### [GIVEN PASSAGE]
+-------+

The strike is to support a demand for an 8.6 per cent pay increase and a 1,000 rand (£90) housing allowance. The government initially offered 7 per cent and 700 rand, which it then revised to 7.5 per cent and 800 rand.

But ministers were quick to invoke the courts against the strikers and an injunction on Saturday August 21 ordered thousands of health workers and others deemed to be providing "essential services" to return to work.

In Durban two groups of hospital workers defied the ban and blocked the entrance to their hospitals.

However there was defiance from health union leader Sizwe Pamla, who declared that staff should not return to work, insisting the union would challenge the court order.

A solid eight-day strike by car workers had earlier won a 10 per cent increase in pay as employers' resistance crumbled.

This seems to have fuelled greater resistance by health workers.

United States

In the US, too, the grim consequences are starting to emerge of the cutbacks driven by the recession which has left public-sector budgets drained even as it has made more low-paid and unemployed US citizens dependent on public support.

In California, Sacramento County has axed its mental health crisis stabilisation unit and halved the number of beds in its mental health treatment centre.

As a result people with severe mental illness were diverted inappropriately to nine local emergency rooms, bringing a 28 per cent leap in numbers of patients whose main problem is a mental health disorder, despite the fact that the hospitals are not resourced or staffed to deal with them.

Many mental health patients also lack health insurance.

Further cuts in mental health budgets have only been averted through the intervention of the courts, which had to instruct county administrators not to axe successful treatment programmes run by non-profit organisations and divert 4,000 patients to new, cut-price county-run clinics.

Mental health services have also suffered in other states, according to a round-up in August by the Centre on Budget and Policy Priorities. It found that at least 46 states had imposed "cuts that hurt vulnerable residents and the economy," with the loss of 226,000 jobs, health cuts in 31 states and more to come.

Some 31 states have imposed cuts that will limit health insurance for low-income children and families. Some 29 states have cut or increased charges for medical, rehabilitation, home care or other services needed by low income elderly people or those with disabilities.

Maine is cutting the range of hospital diagnostic, outpatient and inpatient services for low-income people on Medicaid.

New Mexico is expected to eliminate a number of Medicaid services that are not stipulated by federal law - including dental services, spectacles, emergency hospital services and inpatient psychiatric care.

Arizona has axed provision of insulin pumps, California has cut nearly all funding for services to support HIV/Aids patients, Massachusetts too is cutting HIV/Aids prevention by 6 per cent, and Washington state is increasing by 70 per cent the premium for a health plan serving low income residents, with payments for the very poorest set to double.

The list goes on - state after state has been picking off the elderly, chronic sick, children, the disabled and people with mental health problems or learning disabilities as soft targets for cuts.

Who wants to bet that a similar pattern of cuts will not prevail here as ministers crack the whip for their £20bn "savings" target?

Eastern Europe

Health services in Bulgaria and Romania have been castigated in new EU reports.

Desperate shortages of staff and resources mean that patients are often required to supply the own syringes, bandages and other equipment for their own operations, while low pay and poor morale among nurses and medical staff mean that bribery is common to secure access to health care.

Thousands of Romanian doctors have left to work for higher pay and in better conditions in other countries and both countries are well below European average staffing levels.

In Bulgaria, it is common for patients to be two-to-a-bed while cockroaches scuttle past.

What was that again they said about the superiority of the market system?

+-------+

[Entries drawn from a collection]

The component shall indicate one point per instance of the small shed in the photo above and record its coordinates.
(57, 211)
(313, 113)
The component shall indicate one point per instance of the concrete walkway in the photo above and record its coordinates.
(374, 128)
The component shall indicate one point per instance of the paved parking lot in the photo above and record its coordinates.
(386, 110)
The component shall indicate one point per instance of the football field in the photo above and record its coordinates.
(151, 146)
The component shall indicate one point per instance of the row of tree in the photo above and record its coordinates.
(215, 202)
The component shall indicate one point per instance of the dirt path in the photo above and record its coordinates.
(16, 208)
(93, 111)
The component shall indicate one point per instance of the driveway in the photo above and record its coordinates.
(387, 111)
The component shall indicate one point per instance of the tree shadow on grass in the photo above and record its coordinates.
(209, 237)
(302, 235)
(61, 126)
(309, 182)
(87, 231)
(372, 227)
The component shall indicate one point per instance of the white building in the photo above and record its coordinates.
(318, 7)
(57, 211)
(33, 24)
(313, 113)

+-------+

### [TASK 1]
Using the passage on health services, decide whether each statement agrees with it, answering yes or no and quoting the words that settle it: (a) The strike by car workers lasted eight days. (b) The government's revised offer was 7.5 per cent and 1,000 rand. (c) Sacramento County closed its mental health treatment center entirely.
### [TASK 2]
According to the passage on health services, how many jobs were lost in the states covered by the August round-up from the Centre on Budget and Policy Priorities?
The listing stands apart from the passage on health services and is separate material.

### [TASK RESPONSE 1]
(a) Yes: "A solid eight-day strike by car workers had earlier won a 10 per cent increase in pay"
(b) No: "which it then revised to 7.5 per cent and 800 rand"
(c) No: "halved the number of beds in its mental health treatment centre"

### [TASK RESPONSE 2]
226,000 jobs.